* Text section
= = = = =

Now why am I telling you that? Well, because that radically changes as soon as we have a norm. The norm allows you to split any vector $v$ into its length $\|v\|$ and its direction $\frac{v}{\|v\|}$. So you can classify vectors according to their length. Well, still kind of obvious.

But we can now ask: Are at least the different directions still essentially the same? Or are there any preferred directions that you can identify just with the operations of a normed vector space?

Well, for a general norm, the directions are indeed not equal. For example, take the maximum-norm on $\mathbb R^2$, given by $$\left\|\pmatrix{x\\y}\right\| = \max\{|x|,|y|\}$$ and consider the four vectors $$a=\pmatrix{1\\0}, b=\pmatrix{0\\1}, c=\pmatrix{1\\1} \text{ and } d=\pmatrix{1\\-1}.$$ It is easily checked that each of them is an unit vector under that norm. However they are easily distinguished: For the vector $a$, we habe $a+b=c$ and $a-b=d$, that is, there exists an unit vector, $b$, for which both adding and subtracting each gives yet another unit vector. The same is, of course, true for $b$. On the other hand, neither $c$ nor $d$ allow such an unit vector. So this norm clearly allows to distinguish $a$ from $c$, by the existence of such a vector.

= = = = =

* Excerpted data
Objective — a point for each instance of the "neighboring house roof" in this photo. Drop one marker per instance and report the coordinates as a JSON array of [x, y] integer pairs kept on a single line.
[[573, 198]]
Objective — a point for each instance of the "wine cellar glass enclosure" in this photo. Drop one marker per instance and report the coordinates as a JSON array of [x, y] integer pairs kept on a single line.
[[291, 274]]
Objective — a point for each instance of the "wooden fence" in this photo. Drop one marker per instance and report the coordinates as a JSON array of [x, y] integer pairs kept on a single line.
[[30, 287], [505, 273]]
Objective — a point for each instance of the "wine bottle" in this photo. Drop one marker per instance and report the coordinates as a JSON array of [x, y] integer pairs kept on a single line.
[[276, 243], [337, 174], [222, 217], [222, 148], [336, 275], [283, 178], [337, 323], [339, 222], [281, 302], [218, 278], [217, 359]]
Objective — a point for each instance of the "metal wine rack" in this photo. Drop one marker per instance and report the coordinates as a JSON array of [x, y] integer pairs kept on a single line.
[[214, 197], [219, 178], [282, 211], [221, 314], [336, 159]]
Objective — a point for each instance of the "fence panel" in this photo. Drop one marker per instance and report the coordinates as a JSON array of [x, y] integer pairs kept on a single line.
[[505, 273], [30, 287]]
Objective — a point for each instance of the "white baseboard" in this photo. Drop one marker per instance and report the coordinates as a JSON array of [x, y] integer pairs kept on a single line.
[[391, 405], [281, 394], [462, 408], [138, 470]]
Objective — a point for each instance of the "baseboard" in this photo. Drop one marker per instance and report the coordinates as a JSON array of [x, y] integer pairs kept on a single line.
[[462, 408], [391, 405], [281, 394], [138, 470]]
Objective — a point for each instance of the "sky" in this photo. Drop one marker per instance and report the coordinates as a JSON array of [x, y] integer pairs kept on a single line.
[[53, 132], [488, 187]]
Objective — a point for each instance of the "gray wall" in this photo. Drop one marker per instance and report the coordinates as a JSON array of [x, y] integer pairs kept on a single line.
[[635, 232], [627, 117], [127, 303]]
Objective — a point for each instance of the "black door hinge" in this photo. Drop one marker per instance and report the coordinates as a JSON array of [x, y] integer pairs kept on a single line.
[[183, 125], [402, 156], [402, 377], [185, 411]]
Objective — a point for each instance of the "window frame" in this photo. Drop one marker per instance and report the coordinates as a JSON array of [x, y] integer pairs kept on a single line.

= = = = =

* Required tasks
**A)** According to the passage on norms, what two parts can a norm split any vector into?
**B)** Collect every line of the entries that contains the string "wine", matching case exactly.
The passage on norms and the entries were taken from unrelated sources.

* Answer list
**A)** Its length and its direction.

**B)**
Objective — a point for each instance of the "wine cellar glass enclosure" in this photo. Drop one marker per instance and report the coordinates as a JSON array of [x, y] integer pairs kept on a single line.
Objective — a point for each instance of the "wine bottle" in this photo. Drop one marker per instance and report the coordinates as a JSON array of [x, y] integer pairs kept on a single line.
Objective — a point for each instance of the "metal wine rack" in this photo. Drop one marker per instance and report the coordinates as a JSON array of [x, y] integer pairs kept on a single line.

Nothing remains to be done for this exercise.